**What to do**
Retype all of the material below word for word, leaving out the pictures.

## Begin Dataset records

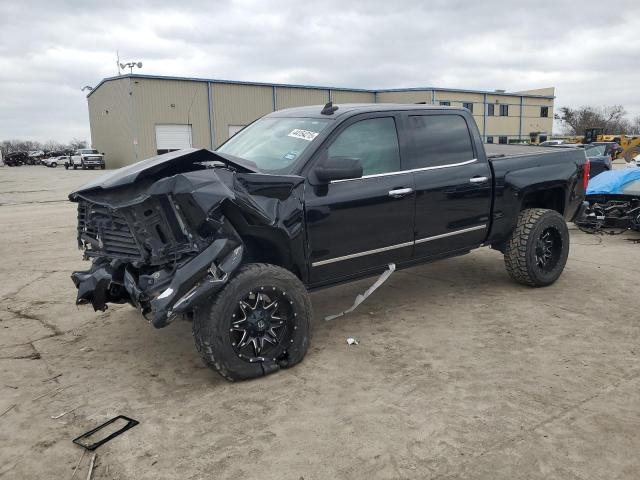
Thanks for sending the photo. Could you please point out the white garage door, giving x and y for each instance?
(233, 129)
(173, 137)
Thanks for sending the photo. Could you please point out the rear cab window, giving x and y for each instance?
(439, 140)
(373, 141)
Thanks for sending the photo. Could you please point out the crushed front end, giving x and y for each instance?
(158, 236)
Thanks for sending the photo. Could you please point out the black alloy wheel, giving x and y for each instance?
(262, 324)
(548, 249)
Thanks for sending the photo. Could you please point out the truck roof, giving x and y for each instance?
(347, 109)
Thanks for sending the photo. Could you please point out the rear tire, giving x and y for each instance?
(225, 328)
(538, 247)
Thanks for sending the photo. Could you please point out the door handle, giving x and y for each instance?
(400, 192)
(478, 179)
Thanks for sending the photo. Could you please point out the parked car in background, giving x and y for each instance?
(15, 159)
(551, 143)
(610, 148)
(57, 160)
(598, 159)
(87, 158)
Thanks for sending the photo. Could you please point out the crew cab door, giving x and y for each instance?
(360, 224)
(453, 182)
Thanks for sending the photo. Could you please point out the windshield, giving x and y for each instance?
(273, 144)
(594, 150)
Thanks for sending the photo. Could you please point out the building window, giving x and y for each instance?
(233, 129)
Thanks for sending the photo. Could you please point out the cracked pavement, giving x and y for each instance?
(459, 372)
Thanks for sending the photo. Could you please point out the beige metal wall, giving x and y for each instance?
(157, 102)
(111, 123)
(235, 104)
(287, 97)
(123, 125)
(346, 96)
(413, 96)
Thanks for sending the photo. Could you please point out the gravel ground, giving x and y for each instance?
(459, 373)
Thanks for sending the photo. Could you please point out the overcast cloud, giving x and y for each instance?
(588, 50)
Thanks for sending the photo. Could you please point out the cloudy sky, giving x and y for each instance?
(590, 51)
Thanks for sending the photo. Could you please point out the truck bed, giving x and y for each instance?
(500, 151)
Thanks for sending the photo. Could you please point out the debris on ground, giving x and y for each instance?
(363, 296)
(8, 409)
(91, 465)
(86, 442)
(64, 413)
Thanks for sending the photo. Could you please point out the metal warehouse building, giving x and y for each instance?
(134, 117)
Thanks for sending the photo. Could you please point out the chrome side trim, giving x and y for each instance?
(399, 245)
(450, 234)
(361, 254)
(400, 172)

## End Dataset records

**Written response**
Thanks for sending the photo. Could you please point out the white garage door, giving x and y for each instance?
(233, 129)
(173, 137)
Thanks for sending the photo. Could you please point out the rear cab window, giving x and y for each instance?
(439, 140)
(373, 141)
Thanks for sending the photo. Could you please point out the crushed front end, giving x and y for each instance?
(158, 236)
Thanks for sending the photo. Could you please point out the black alloy wheel, giving x and y for each instance?
(262, 324)
(548, 249)
Thanks for sending the photo. Could you please point out the truck roof, giving x and y for each instance?
(347, 109)
Thanks for sending the photo. Could you please point out the rear tire, giving x and y for each instance?
(225, 328)
(538, 247)
Thanks for sending the photo. Could you please point out the door handle, giving x and y for each instance?
(400, 192)
(478, 179)
Thanks for sending the photo. Could you please point out the parked car in background, giving x and y for each instance?
(15, 159)
(551, 143)
(610, 148)
(57, 160)
(598, 159)
(87, 158)
Thanks for sending the photo. Could you please point out the crew cab door, giving x and y for each instance?
(360, 224)
(453, 182)
Thanks for sending the photo. Could you please point out the windshield, giving x and y for each instance?
(273, 144)
(594, 150)
Thanks for sending the photo. Could you please point out the building window, giving x and y for each instance?
(233, 129)
Thanks for sending the photo. Could you please point out the cracked pavement, giving x and y for each instance?
(459, 372)
Thanks for sending the photo. Could you please point out the beige metal wall, giving x and y for each instance?
(157, 102)
(111, 123)
(235, 104)
(287, 97)
(123, 125)
(346, 96)
(413, 96)
Thanks for sending the photo. Could you please point out the gravel ground, giving x and y for each instance?
(459, 373)
Thanks for sending the photo. Could you please point out the overcast cloud, giving x and y for each instance?
(588, 50)
Thanks for sending the photo. Could you please point out the cloudy sky, giving x and y for each instance?
(590, 51)
Thanks for sending the photo. Could you please point out the truck bed, giving x and y for each instance?
(500, 151)
Thanks for sending the photo. Could you please point out the debris on ground, giving x and y for each instance?
(363, 296)
(8, 409)
(91, 465)
(86, 442)
(64, 413)
Thanks for sending the photo. Could you please point out the metal warehouse building, giving x and y for each instance?
(134, 117)
Thanks for sending the photo. Could you please point out the chrome side trim, giving x and y for each instance?
(399, 245)
(450, 234)
(361, 254)
(400, 172)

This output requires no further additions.